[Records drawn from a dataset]
§ §
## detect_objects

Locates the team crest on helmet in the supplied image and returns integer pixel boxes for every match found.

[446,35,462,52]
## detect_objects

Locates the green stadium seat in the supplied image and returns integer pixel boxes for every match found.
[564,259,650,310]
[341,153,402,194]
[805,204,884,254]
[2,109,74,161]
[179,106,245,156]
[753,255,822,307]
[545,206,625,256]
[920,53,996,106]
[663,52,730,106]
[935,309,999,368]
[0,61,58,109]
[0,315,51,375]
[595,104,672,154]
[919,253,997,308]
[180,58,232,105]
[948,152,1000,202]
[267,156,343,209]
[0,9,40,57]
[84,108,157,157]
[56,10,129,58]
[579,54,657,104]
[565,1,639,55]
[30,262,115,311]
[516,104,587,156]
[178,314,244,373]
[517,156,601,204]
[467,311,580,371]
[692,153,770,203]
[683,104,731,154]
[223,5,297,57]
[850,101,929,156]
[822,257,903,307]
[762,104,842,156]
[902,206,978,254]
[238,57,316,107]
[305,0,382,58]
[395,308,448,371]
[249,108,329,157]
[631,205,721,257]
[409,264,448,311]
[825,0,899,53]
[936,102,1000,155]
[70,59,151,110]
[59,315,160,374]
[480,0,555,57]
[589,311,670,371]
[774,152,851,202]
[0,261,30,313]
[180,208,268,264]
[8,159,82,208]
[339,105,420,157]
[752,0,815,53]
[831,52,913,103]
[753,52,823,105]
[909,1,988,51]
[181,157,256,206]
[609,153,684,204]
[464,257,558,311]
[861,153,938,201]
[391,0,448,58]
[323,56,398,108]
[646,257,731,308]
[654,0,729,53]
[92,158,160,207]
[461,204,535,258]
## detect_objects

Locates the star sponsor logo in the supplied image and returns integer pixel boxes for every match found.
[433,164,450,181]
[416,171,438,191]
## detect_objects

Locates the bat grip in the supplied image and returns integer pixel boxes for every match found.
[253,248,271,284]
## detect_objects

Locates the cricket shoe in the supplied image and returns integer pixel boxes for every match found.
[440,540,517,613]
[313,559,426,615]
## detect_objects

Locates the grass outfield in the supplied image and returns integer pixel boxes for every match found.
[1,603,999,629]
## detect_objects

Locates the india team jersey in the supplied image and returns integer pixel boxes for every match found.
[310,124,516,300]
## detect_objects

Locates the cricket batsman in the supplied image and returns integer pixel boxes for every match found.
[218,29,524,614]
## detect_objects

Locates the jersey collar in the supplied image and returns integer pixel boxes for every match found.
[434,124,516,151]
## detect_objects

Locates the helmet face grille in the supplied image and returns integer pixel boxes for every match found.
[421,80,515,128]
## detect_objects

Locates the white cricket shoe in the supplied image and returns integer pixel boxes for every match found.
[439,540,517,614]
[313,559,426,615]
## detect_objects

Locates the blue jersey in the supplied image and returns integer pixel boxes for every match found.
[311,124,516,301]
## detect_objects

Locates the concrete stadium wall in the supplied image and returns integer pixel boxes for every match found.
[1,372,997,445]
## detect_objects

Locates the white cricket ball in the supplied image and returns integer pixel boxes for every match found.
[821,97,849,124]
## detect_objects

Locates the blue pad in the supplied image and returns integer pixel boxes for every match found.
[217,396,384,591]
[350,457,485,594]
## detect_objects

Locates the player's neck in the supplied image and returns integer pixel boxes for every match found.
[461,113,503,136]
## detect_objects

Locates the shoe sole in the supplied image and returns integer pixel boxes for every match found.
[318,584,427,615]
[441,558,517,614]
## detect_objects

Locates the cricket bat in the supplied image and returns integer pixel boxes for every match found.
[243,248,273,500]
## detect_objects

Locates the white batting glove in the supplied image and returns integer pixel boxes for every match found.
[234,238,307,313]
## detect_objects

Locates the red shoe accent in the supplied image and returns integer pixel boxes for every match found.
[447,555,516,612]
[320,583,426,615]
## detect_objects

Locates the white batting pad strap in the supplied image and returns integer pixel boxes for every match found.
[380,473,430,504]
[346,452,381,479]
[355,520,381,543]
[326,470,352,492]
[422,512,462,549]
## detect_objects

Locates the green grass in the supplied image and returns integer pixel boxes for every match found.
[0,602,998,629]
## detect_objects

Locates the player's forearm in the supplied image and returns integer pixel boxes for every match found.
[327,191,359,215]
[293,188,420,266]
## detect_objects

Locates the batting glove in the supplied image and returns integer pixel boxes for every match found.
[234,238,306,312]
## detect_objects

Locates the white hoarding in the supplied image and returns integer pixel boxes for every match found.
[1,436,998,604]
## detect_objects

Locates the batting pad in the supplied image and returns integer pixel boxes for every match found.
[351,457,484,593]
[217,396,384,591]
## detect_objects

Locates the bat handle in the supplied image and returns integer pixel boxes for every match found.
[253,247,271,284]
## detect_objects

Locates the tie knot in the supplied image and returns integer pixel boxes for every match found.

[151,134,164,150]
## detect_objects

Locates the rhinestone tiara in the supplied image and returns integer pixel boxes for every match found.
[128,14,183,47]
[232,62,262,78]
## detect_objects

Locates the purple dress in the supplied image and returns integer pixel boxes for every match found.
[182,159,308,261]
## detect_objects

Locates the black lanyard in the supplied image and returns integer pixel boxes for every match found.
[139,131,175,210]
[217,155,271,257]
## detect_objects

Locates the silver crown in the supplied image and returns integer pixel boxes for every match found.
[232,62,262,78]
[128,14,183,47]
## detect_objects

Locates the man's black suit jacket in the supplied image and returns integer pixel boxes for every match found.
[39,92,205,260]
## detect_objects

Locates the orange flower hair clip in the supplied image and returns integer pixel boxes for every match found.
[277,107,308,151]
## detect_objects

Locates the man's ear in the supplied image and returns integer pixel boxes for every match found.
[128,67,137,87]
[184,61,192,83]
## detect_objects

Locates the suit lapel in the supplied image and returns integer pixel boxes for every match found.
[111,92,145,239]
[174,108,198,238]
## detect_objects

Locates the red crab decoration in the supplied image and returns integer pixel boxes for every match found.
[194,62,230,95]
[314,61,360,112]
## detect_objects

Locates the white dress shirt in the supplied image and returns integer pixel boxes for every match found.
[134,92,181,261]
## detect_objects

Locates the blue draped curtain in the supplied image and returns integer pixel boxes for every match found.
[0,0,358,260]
§ §
WHAT THE TASK REQUIRES » Once more, write out all the data exactly.

TASK RESULT »
## detect_objects

Locates the team crest on helmet in the supplied image and returns integer pixel boxes for every match found.

[446,35,462,52]
## detect_objects

Locates the green stadium seat in the supplied image and returns integer pixel boxes for every match found.
[564,259,650,310]
[341,153,402,194]
[805,204,884,254]
[2,109,74,161]
[179,106,245,156]
[753,255,822,307]
[545,206,625,256]
[920,53,996,106]
[663,52,730,106]
[935,309,999,368]
[0,61,58,109]
[0,315,51,375]
[595,104,672,154]
[919,253,997,308]
[180,58,232,105]
[948,152,1000,202]
[267,156,343,209]
[0,9,40,57]
[84,108,157,157]
[56,10,129,58]
[579,54,657,104]
[565,1,639,55]
[30,262,115,311]
[516,104,587,156]
[178,314,244,373]
[517,156,601,204]
[467,311,580,371]
[692,153,770,203]
[683,104,731,154]
[223,5,297,57]
[850,101,929,156]
[822,257,903,307]
[762,104,842,156]
[902,206,978,254]
[238,57,316,107]
[305,0,382,58]
[395,308,448,371]
[249,108,329,157]
[631,205,721,257]
[409,264,448,311]
[825,0,899,53]
[936,102,1000,155]
[70,59,151,110]
[59,315,160,374]
[480,0,555,57]
[589,311,670,371]
[774,152,851,202]
[0,261,30,313]
[180,208,268,264]
[8,159,82,208]
[339,105,420,157]
[752,0,815,53]
[831,52,913,103]
[753,52,823,105]
[909,1,988,51]
[181,157,256,206]
[609,153,684,204]
[464,257,558,311]
[861,153,938,201]
[391,0,448,58]
[323,56,398,108]
[646,257,731,308]
[654,0,729,53]
[92,158,160,207]
[461,204,535,258]
## detect_objects

Locates the star sponsor logo in the supplied image and returns integer pixel boxes for every match found.
[433,164,450,181]
[416,171,438,191]
## detect_objects

Locates the bat grip in the supplied image and returns integer pixel boxes for every match found.
[253,248,271,284]
## detect_objects

Locates the cricket shoe in the supplied image and returns integer pixel boxes for every match found.
[440,540,517,613]
[313,559,426,615]
## detect_objects

Locates the grass outfield in the supplied image and returns integer pixel boxes for every match found.
[1,603,999,629]
## detect_objects

Locates the india team jersey in the supplied image and returns integer pixel boxes for every match found.
[310,124,516,300]
## detect_objects

Locates the cricket batsman in the supplied image and returns integer pixel boxes for every match found.
[218,29,524,614]
## detect_objects

Locates the jersey collar in the supplied image and returns integer pixel boxes for every match found.
[434,124,516,151]
## detect_objects

Locates the helmet face grille in the supplied image and returns integer pixel boxes for every match found.
[421,80,515,128]
## detect_objects

Locates the white cricket shoe in the supplied image and returns integer pixel boxes for every match found.
[439,540,517,614]
[313,559,426,615]
## detect_objects

Locates the blue jersey in the supplied image and returns integer pixel boxes for every match found.
[311,124,516,301]
## detect_objects

Locates the concrete stadium wall in the supplied image and returns integer pixel boxes for every match found.
[1,372,997,445]
## detect_objects

Locates the white cricket ball in the supplied image and returns integer pixel boxes for every match found.
[821,97,849,124]
## detect_objects

Locates the blue pad in the supplied image and returns integer pixel boxes for every match found.
[217,396,384,591]
[350,457,485,594]
## detect_objects

Locates the player's neck in the supplied image and returns integer pixel boxes for every match found.
[461,113,503,136]
## detect_objects

Locates the shoe sole in the supplied image and returns integer pixel boxes for every match found.
[318,584,427,615]
[441,558,517,614]
## detect_objects

Locates the cricket bat in the supplied image and returns integer pixel boxes for every match found.
[243,248,273,500]
## detect_objects

Locates the white batting glove in the supplied image and returns integer pixel boxes for every match found.
[234,238,307,313]
## detect_objects

Locates the red shoe accent in the supplied image and returns integer pixel boxes for every match found.
[447,555,516,612]
[320,583,426,615]
## detect_objects

Locates the white batting pad strap in the supplied image and returns integer pixel boxes for every match found.
[380,473,430,504]
[346,452,381,479]
[355,520,381,543]
[326,470,352,492]
[422,512,462,549]
## detect_objects

Locates the green grass in the supplied image and returns integer pixel boxes for every match found.
[0,602,998,629]
## detect_objects

Locates the player's forearm in the supplied image and returns integer pixel boxes for every match found.
[327,191,359,215]
[293,188,420,266]
## detect_objects

Locates the batting glove in the supplied image and returns integer pixel boxes for every match found.
[234,238,306,312]
## detect_objects

Locates the white hoarding in the supplied image and returns integer pixel boxes for every match found.
[1,436,998,604]
## detect_objects

Locates the batting pad in the supplied image and returns integer pixel boxes for every match found.
[351,457,484,593]
[217,396,384,591]
## detect_objects

Locates the bat handle in the supplied image and returns integer pixel boxes for every match found.
[253,247,271,284]
## detect_objects

Locates the tie knot in the supplied image and returns integer pixel boxes for every match found.

[151,134,164,150]
## detect_objects

Locates the rhinestone tiara in the supplied image and returns integer pixel boxes for every match found.
[128,14,183,47]
[232,62,262,78]
## detect_objects

Locates the purple dress in the supplied image and returns integer pixel boxes for every match found.
[182,159,308,261]
## detect_objects

Locates the black lanyard in the supplied image and returns integer pixel boxes for every match found.
[139,131,175,210]
[217,155,271,257]
## detect_objects

Locates the silver crown in the supplied image and returns integer pixel boxes for every match found.
[232,62,262,78]
[128,14,183,47]
## detect_objects

Locates the man's black suit jacket in the supplied image and returns integer pixel boxes for every match found.
[39,92,205,260]
## detect_objects

Locates the orange flower hair clip in the supplied image and returns integer pixel boxes for every match found.
[277,107,308,151]
## detect_objects

Locates the man's ear in the supplied image and returns integer pixel boxes for every match found.
[128,67,137,87]
[184,61,192,83]
## detect_objects

Locates the suit lapel in the supplied image and returns integer pixel boxes for every match found.
[111,92,145,239]
[174,108,198,238]
## detect_objects

Locates the red crab decoration in the supplied image and returns integer pixel boxes for every match found.
[194,62,230,95]
[314,61,360,112]
## detect_objects

Locates the white dress shirt in the supplied image and returns integer pixel boxes for every match found.
[134,92,181,261]
## detect_objects

Locates the blue draped curtain in the supplied image and returns integer pixel boxes for every match found.
[0,0,358,260]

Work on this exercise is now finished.